[Source passage]
□ □ □

As I sit here, reflecting on the journey that led to the automated generation of over 67 million natural product-like molecules, I can't help but feel a sense of awe and excitement. This endeavour, driven by the power of artificial intelligence (AI) and deep generative models, has the potential to transform the way we explore and harness the wonders of nature for the betterment of society.
Nature is an extraordinary source of diverse and bioactive compounds that have the power to revolutionize fields such as medicine, agriculture, and food production. From ancient times, humans have been aware of the healing properties of plants and the unique chemistry they possess. In fact, many of our most effective antibiotics can be traced back to natural products. However, the process of discovering and harnessing these compounds has been slow and resource-intensive, often leading to limited success.
How can AI help us explore Nature?
That is where our work comes in. We embarked on a mission to leverage the power of AI and deep generative models to explore the vast chemical space of natural products in a high-throughput and cost-effective manner. By training a recurrent neural network on known natural products, we were able to generate a staggering 165-fold expansion over the known natural product space, reaching over 67 million compounds.
The motivation behind this work stemmed from the realization that traditional methods of natural product discovery were reaching their limits. The laborious and expensive process of manually curating and characterizing natural product libraries was a significant barrier to progress. The scientific community needed a breakthrough, a way to explore the uncharted territories of natural product chemical space efficiently and comprehensively.
How can deep generative models help?
Inspiration struck when we saw the potential of deep generative models. These AI-driven architectures have the unique ability to transcend human-dependent design and significantly expand the chemical search space. Variational autoencoders, recurrent neural networks, and generative adversarial networks became our tools of choice. Among them, the SMILES-based recurrent neural network with long short-term memory (LSTM) units emerged as the most suitable for our purposes. It demonstrated an impressive capability to generate novel and diverse molecules, even with limited training data.
Our approach was straightforward yet powerful. We trained the LSTM model on a vast collection of known natural products, enabling it to understand the molecular language of nature and learn how to assemble SMILES-based tokens into unique and natural product-like SMILES. We first generated a massive database of 100 million compounds, before eliminating invalid and duplicate compounds. The subsequent steps of curation, standardization, and analysis using cheminformatics toolkits refined the database to a robust collection of 67 million validated, unique, and natural product-like molecules.
What does this mean for society?
The impact of this innovation is multi-faceted and far-reaching. Firstly, the sheer expansion of the natural product library by 165-fold opens up uncharted territories of chemical space. The vast number of molecules generated provides a wealth of potential candidates for exploration, offering researchers a goldmine of bioactive compounds waiting to be discovered.
Moreover, our approach is a game-changer in terms of cost and efficiency. The time and resources required for traditional natural product discovery are significantly reduced. Our entire training and sampling process took less than 24 hours, using readily available computational resources. In contrast, commercially available natural product libraries can cost tens of thousands of dollars, making them inaccessible to many researchers. Our innovation democratizes access to a wealth of natural product-like molecules and empowers scientists across the globe to embark on transformative research.

□ □ □

[Supplied records]
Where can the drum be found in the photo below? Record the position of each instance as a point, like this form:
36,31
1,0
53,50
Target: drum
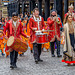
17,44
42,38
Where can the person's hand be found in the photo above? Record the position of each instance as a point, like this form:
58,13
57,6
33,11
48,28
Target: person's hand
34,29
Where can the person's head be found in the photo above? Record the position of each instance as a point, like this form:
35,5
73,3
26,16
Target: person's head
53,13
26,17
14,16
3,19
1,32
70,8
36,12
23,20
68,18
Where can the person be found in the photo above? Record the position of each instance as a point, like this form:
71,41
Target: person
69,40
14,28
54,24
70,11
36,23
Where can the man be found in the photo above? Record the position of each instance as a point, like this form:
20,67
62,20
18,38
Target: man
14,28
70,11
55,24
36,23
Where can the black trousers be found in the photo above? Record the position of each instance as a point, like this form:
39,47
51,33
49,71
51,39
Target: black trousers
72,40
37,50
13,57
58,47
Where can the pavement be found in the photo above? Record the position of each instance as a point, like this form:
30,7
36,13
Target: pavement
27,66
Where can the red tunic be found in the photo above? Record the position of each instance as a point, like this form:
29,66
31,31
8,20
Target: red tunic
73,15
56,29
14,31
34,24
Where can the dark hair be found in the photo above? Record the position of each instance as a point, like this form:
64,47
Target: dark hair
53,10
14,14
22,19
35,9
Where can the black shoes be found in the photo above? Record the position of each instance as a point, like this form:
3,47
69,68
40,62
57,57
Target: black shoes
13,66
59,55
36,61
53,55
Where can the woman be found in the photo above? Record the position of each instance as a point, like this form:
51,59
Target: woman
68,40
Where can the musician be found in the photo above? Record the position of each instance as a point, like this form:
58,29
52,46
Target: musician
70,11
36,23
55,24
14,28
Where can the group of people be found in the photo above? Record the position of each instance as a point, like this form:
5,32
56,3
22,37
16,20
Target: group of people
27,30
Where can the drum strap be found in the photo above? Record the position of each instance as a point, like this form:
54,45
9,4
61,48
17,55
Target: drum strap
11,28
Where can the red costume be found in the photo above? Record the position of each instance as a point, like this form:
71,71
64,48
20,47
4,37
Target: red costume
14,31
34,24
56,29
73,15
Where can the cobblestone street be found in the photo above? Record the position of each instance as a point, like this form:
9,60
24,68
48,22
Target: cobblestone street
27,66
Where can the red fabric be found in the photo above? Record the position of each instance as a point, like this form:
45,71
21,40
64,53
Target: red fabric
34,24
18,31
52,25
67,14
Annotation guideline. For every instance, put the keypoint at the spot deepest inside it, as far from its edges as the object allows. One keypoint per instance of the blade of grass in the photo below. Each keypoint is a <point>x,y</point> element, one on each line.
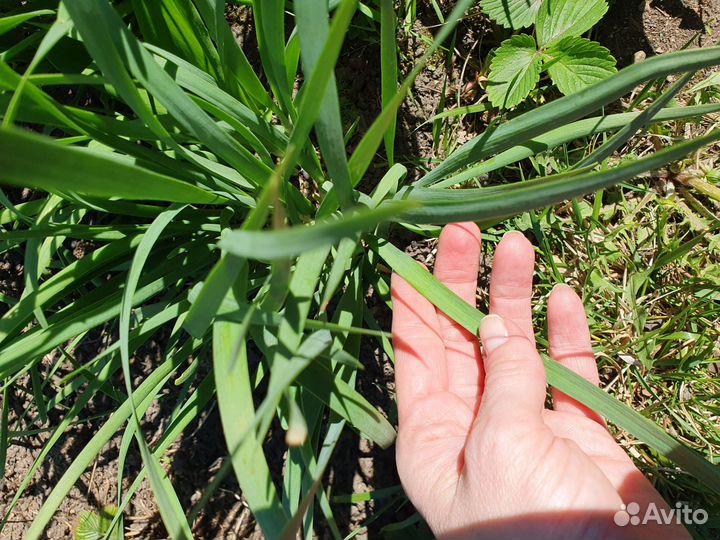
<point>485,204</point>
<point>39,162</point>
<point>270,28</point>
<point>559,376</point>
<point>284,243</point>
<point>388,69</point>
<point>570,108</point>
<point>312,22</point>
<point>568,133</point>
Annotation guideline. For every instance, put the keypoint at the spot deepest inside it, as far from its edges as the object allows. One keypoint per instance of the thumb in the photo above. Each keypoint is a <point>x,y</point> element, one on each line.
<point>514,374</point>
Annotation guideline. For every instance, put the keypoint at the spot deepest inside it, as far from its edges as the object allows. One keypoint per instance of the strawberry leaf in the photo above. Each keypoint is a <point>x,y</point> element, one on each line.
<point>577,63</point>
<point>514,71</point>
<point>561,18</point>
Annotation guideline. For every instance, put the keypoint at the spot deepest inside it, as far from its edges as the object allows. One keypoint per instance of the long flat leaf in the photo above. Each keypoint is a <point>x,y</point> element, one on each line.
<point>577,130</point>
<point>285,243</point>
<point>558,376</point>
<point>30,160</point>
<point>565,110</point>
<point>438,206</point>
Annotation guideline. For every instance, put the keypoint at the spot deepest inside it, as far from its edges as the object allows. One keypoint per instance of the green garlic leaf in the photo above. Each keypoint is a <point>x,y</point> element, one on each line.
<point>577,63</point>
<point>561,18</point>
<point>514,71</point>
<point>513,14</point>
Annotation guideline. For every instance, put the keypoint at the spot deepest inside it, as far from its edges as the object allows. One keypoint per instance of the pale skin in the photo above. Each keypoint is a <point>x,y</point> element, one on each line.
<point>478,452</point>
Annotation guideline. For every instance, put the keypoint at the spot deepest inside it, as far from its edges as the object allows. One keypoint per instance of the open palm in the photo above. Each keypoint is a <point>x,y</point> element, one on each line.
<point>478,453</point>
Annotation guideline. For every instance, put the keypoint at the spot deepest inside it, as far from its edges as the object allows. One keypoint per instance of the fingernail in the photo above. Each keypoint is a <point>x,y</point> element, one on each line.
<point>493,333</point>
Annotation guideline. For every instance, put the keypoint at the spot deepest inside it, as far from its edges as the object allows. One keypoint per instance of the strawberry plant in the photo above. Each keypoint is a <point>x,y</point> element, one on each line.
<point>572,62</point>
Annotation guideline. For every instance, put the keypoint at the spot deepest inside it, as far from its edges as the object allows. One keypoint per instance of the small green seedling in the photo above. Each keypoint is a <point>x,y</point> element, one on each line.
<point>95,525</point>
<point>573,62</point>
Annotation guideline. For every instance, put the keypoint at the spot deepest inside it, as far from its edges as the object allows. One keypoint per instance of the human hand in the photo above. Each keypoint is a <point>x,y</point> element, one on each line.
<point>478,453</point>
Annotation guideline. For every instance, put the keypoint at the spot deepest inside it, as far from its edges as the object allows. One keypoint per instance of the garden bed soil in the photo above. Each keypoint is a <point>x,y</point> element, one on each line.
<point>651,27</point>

□ □ □

[Activity]
How would you translate this sentence from the text above on AI-generated natural product-like molecules into Spanish: "Our entire training and sampling process took less than 24 hours, using readily available computational resources."

[Solution]
Todo nuestro proceso de entrenamiento y muestreo llevó menos de 24 horas, utilizando recursos computacionales fácilmente disponibles.